Rows from a dataset
◇ ◇ ◇ ◇ ◇
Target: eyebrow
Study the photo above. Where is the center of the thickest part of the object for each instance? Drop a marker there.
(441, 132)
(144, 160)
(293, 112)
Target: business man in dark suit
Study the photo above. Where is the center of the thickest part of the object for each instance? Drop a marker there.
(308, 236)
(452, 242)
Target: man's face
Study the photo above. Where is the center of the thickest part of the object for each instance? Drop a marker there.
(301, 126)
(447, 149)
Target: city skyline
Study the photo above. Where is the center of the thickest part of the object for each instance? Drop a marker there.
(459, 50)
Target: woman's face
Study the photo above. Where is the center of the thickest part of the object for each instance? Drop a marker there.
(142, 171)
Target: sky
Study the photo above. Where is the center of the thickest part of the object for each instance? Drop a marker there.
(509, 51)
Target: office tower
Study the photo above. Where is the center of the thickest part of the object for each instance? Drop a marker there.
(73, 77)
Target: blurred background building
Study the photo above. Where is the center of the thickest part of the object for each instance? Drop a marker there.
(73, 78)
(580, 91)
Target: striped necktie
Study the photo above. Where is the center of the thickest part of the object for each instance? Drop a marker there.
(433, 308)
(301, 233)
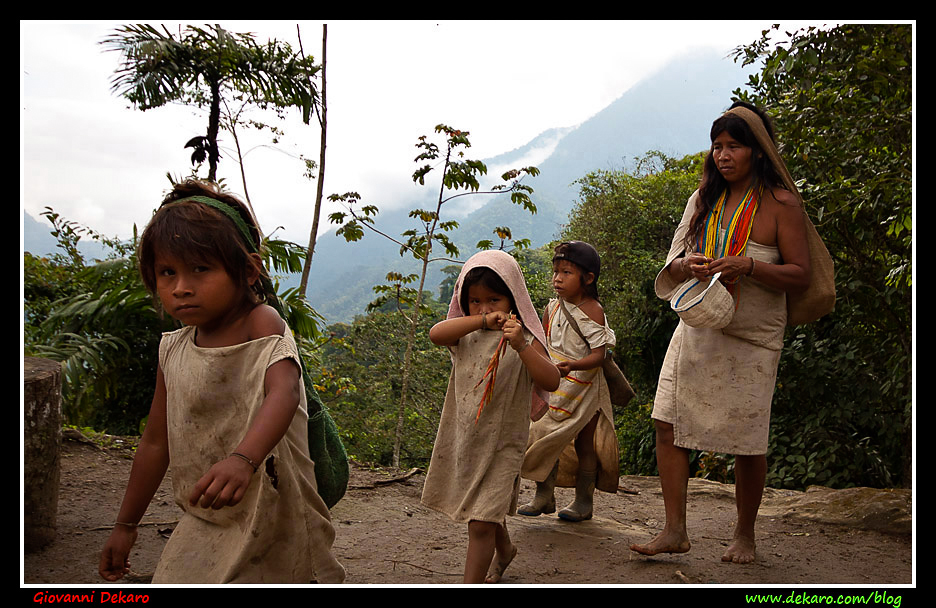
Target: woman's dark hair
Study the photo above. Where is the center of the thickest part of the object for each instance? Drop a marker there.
(194, 231)
(486, 277)
(713, 184)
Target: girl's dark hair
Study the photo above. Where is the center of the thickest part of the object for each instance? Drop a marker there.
(194, 231)
(486, 277)
(713, 184)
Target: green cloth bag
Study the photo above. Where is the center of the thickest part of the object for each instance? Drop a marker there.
(325, 449)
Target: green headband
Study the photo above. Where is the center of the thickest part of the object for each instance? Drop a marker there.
(231, 213)
(234, 216)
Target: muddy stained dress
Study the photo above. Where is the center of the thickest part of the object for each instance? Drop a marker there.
(580, 395)
(716, 385)
(281, 531)
(474, 473)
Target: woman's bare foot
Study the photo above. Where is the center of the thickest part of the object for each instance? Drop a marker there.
(500, 564)
(740, 551)
(665, 542)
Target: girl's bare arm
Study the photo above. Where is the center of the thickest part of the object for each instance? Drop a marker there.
(227, 481)
(149, 467)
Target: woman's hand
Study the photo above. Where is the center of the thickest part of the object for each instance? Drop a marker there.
(115, 558)
(693, 265)
(731, 267)
(224, 485)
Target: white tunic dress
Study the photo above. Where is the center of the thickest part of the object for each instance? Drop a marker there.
(580, 395)
(281, 531)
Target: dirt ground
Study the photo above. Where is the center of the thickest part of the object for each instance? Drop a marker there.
(386, 536)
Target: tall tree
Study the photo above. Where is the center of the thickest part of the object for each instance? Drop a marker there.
(320, 185)
(199, 66)
(458, 173)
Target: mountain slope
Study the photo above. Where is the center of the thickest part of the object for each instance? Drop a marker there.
(671, 111)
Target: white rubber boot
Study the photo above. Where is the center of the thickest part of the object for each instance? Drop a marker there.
(544, 501)
(581, 507)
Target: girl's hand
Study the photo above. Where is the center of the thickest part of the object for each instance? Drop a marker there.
(513, 331)
(224, 485)
(115, 558)
(495, 320)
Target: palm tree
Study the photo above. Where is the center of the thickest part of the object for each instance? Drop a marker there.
(198, 66)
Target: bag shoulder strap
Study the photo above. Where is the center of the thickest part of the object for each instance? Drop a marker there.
(573, 324)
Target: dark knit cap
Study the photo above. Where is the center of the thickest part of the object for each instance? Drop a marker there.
(580, 253)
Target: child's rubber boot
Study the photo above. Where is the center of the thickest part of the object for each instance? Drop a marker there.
(581, 507)
(544, 501)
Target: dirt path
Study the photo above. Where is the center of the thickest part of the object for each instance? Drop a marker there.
(385, 536)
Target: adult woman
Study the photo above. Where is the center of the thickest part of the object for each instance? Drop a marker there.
(746, 221)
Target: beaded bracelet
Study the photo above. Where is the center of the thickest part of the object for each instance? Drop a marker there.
(245, 459)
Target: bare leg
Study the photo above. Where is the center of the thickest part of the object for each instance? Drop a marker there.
(504, 554)
(484, 539)
(673, 463)
(750, 477)
(580, 509)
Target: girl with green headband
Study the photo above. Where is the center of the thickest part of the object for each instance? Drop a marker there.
(229, 413)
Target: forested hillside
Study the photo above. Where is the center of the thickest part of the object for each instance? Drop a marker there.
(843, 410)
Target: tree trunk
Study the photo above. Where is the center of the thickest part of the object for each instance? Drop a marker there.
(321, 180)
(214, 120)
(42, 440)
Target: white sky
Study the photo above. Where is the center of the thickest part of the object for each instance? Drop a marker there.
(95, 160)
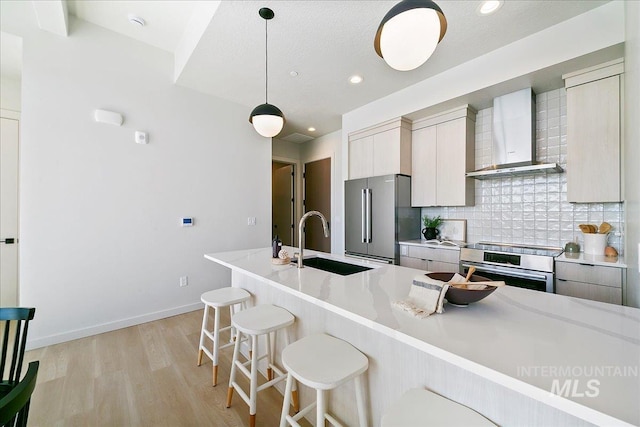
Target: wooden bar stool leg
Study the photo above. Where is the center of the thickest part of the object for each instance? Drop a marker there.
(216, 344)
(254, 381)
(321, 407)
(295, 401)
(362, 413)
(232, 374)
(270, 337)
(287, 401)
(204, 326)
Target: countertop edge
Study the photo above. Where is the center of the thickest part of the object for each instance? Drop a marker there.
(576, 409)
(600, 260)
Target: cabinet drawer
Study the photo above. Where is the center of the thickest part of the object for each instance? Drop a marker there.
(418, 263)
(442, 267)
(587, 273)
(588, 291)
(444, 255)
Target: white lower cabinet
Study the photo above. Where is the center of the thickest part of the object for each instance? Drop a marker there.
(588, 281)
(429, 259)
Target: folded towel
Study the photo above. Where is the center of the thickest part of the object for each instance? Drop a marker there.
(426, 297)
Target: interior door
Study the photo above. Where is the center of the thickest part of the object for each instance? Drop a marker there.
(8, 211)
(383, 214)
(317, 197)
(282, 208)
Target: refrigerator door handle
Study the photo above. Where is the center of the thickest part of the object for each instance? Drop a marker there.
(363, 213)
(368, 215)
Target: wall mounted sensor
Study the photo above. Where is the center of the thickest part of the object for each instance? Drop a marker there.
(141, 137)
(104, 116)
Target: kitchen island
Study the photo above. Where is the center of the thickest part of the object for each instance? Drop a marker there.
(519, 357)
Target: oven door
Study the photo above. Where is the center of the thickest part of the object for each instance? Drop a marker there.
(529, 279)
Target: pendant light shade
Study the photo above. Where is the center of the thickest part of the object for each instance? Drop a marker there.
(267, 119)
(409, 33)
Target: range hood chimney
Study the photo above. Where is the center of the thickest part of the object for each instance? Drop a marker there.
(513, 149)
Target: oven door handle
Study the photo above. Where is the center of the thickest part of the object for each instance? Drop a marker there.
(506, 273)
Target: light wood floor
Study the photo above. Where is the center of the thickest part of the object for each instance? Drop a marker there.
(145, 375)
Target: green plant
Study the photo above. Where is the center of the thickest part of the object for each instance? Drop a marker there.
(431, 222)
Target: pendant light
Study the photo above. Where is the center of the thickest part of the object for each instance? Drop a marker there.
(409, 33)
(267, 119)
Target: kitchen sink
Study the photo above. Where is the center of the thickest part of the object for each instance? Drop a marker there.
(333, 266)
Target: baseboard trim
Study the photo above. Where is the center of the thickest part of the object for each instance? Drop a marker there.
(110, 326)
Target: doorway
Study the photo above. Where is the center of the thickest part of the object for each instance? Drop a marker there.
(317, 197)
(283, 202)
(9, 142)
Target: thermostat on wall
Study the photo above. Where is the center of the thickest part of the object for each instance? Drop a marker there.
(141, 137)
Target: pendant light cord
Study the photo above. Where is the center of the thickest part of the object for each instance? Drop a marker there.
(266, 61)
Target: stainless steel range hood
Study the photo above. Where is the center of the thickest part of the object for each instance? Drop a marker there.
(513, 150)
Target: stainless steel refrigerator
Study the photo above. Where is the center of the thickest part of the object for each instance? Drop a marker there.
(378, 214)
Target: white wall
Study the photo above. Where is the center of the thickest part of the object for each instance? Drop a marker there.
(632, 149)
(100, 243)
(10, 94)
(329, 146)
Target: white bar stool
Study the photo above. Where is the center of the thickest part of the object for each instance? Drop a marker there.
(324, 363)
(216, 299)
(420, 407)
(259, 320)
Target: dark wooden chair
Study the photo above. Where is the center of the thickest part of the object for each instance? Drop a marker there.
(15, 322)
(14, 407)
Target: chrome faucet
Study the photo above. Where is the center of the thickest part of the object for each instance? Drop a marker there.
(325, 227)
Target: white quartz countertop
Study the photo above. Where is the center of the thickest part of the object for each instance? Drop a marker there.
(582, 258)
(453, 245)
(526, 340)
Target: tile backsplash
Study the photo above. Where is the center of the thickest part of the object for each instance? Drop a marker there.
(532, 209)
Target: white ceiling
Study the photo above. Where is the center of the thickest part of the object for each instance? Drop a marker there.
(323, 41)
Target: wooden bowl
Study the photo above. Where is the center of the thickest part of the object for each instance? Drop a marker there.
(461, 296)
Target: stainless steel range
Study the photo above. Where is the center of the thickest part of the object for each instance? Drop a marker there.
(523, 266)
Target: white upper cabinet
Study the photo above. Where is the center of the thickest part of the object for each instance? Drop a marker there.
(383, 149)
(594, 133)
(443, 152)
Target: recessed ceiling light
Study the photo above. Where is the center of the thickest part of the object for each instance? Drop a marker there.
(136, 20)
(488, 7)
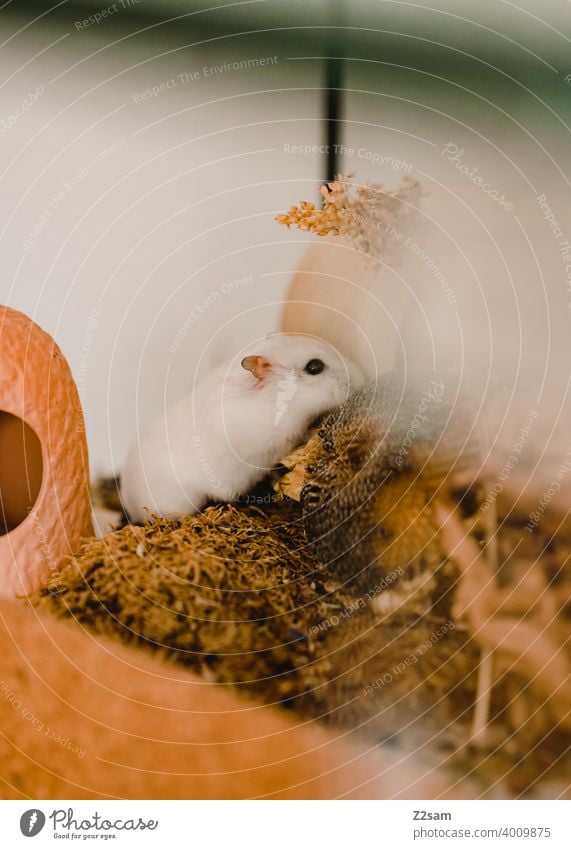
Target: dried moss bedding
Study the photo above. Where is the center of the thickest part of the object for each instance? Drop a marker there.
(234, 594)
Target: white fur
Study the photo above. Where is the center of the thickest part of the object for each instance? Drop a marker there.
(218, 442)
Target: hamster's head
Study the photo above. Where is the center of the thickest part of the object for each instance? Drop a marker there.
(302, 376)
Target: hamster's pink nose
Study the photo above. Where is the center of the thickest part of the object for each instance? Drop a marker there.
(259, 366)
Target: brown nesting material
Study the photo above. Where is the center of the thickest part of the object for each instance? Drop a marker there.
(235, 595)
(344, 605)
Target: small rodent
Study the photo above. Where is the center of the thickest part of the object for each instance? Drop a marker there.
(240, 420)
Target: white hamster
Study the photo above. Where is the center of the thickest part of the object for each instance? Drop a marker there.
(240, 420)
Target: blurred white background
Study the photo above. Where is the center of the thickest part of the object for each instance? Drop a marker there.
(137, 227)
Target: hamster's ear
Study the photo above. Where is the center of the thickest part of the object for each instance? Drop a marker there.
(259, 366)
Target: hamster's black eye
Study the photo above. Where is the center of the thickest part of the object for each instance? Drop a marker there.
(315, 367)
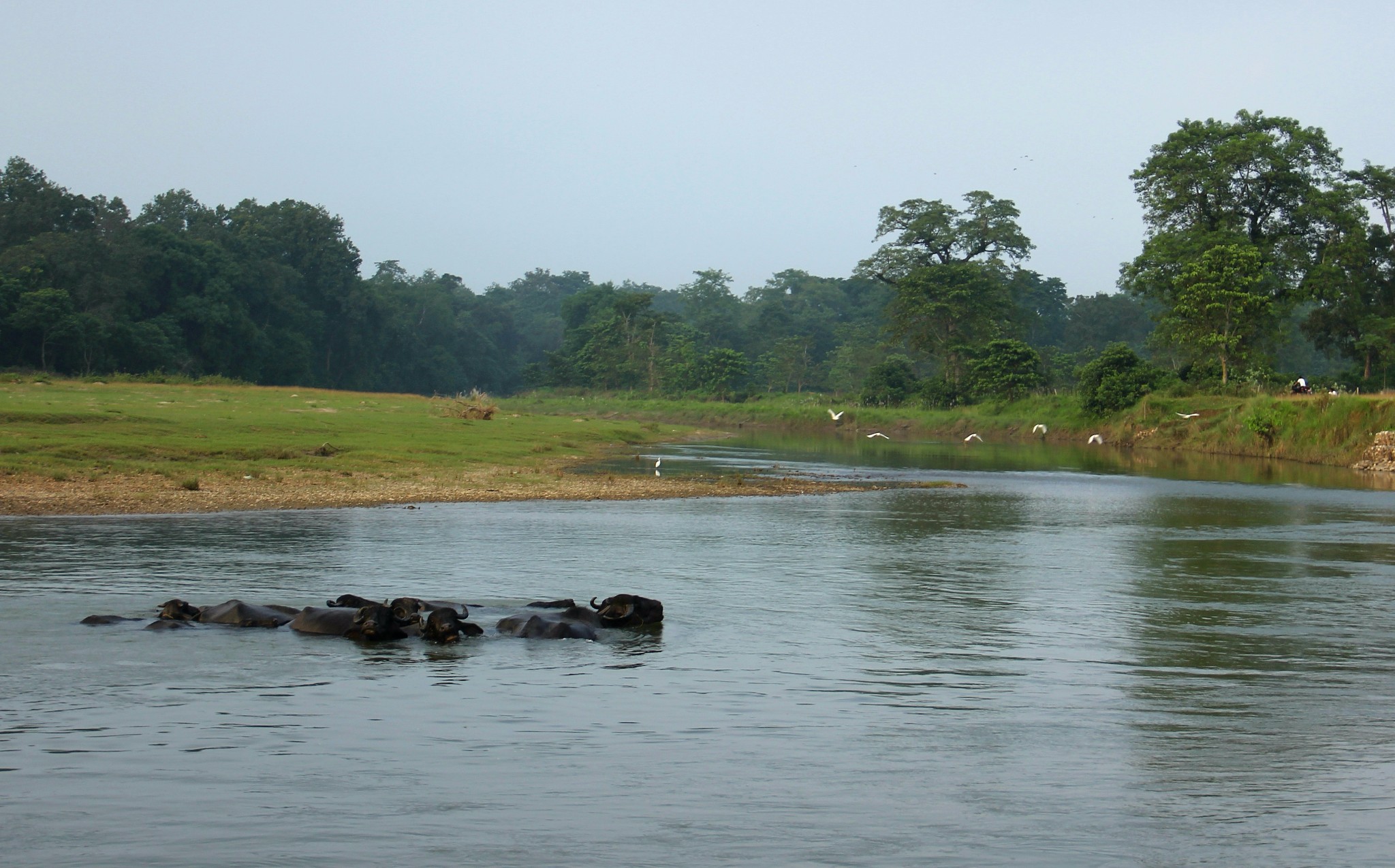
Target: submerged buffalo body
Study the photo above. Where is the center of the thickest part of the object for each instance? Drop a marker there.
(445, 626)
(375, 623)
(628, 611)
(371, 623)
(108, 619)
(324, 622)
(359, 617)
(539, 627)
(351, 601)
(235, 612)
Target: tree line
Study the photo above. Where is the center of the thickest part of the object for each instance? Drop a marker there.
(1263, 257)
(274, 294)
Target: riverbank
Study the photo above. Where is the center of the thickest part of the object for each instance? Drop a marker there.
(95, 447)
(1317, 430)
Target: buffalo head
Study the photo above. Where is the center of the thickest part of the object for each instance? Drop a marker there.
(408, 609)
(179, 611)
(445, 626)
(375, 623)
(628, 611)
(349, 601)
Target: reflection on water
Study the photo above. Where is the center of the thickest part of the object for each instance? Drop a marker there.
(1048, 668)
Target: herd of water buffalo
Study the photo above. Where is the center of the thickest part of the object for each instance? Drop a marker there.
(358, 617)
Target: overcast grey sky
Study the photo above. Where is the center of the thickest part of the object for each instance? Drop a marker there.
(649, 140)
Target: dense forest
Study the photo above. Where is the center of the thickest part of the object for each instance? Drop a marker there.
(1264, 257)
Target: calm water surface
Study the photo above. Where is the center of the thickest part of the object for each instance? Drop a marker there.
(1079, 660)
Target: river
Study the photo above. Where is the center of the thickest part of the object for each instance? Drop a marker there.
(1083, 658)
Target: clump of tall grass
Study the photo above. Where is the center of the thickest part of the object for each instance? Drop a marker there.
(472, 406)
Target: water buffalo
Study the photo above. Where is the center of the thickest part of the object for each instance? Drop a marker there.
(409, 609)
(574, 623)
(445, 626)
(178, 611)
(108, 619)
(168, 624)
(537, 627)
(324, 622)
(628, 611)
(375, 623)
(234, 612)
(351, 601)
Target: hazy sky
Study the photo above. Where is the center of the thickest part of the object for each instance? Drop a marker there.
(649, 140)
◇ ◇ ◇ ◇ ◇
**What the exercise asks**
Begin with the line that contains "Target: calm water surface" and quote each line after it exactly, stopping after the last line of the data.

**Written solution**
Target: calm water surface
Study the photo above. Where is the center of the thickest part of the object for each instance? Drop a marker there.
(1079, 660)
Target: river
Study the photo above. Where is the center of the thickest part of the object for each instance? Drop a marker there.
(1083, 658)
Target: clump of tall grass
Study the photo above. Where is the center of the thickest part of the object for each instance? Drop a marker there.
(472, 406)
Target: water buffalo
Study the photo above. Where is the center of the thickest part of the object for each instance? Drop a marker there.
(409, 609)
(574, 623)
(445, 626)
(178, 611)
(108, 619)
(168, 624)
(537, 627)
(324, 622)
(628, 611)
(375, 623)
(234, 612)
(351, 601)
Target: hazy sky
Study the photo above. Where is the center of the thickest part of the object for each instance? Drop a marker there.
(649, 140)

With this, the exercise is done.